● **Record set**:
——————

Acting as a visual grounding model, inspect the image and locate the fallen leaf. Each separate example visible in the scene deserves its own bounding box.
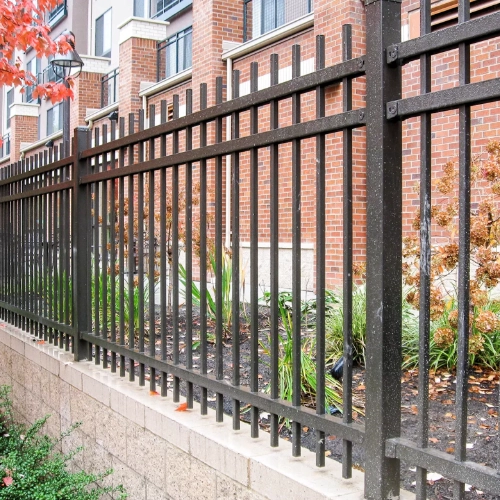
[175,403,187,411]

——————

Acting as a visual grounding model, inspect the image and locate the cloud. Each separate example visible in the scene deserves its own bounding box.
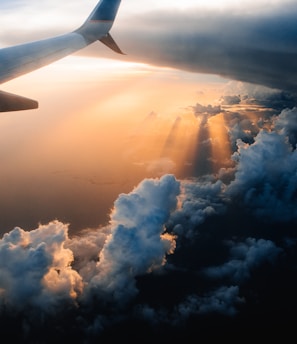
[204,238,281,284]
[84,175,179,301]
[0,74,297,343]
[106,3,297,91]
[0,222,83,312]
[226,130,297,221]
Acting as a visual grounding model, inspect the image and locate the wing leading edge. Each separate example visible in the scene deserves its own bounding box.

——————

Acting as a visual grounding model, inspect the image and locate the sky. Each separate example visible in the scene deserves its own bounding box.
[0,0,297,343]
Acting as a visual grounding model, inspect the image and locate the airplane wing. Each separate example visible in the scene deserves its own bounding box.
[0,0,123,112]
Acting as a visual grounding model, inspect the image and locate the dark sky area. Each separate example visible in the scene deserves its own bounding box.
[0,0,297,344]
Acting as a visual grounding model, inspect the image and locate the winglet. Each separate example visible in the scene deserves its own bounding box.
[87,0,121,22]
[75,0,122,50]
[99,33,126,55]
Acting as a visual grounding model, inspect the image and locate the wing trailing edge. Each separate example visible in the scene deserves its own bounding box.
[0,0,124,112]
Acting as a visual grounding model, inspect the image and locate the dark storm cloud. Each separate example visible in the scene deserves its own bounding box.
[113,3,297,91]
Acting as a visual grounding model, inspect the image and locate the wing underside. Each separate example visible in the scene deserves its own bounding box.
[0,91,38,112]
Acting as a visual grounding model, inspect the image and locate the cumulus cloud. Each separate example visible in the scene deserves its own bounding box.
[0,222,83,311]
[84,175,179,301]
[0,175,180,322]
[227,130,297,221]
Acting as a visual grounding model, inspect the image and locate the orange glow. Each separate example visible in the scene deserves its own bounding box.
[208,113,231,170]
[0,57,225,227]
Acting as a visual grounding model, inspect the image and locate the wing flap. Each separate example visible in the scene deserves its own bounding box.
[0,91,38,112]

——————

● **Set task**: Rewrite the material from the line with "locate the cloud." to the line with "the wing leading" as a numbered list, skipping blank lines and leaving the pictures out.

● **Written answer**:
1. Acting as a visual grounding model, inspect the image and locate the cloud. Each separate example visible in the scene deserves its own bounding box.
2. [204,238,281,284]
3. [84,175,179,301]
4. [0,74,297,343]
5. [106,3,297,91]
6. [0,222,83,312]
7. [226,130,297,221]
8. Acting as a visual grounding model, inspect the image and locate the wing leading edge. Each separate example visible in the scene deserves its own bounding box.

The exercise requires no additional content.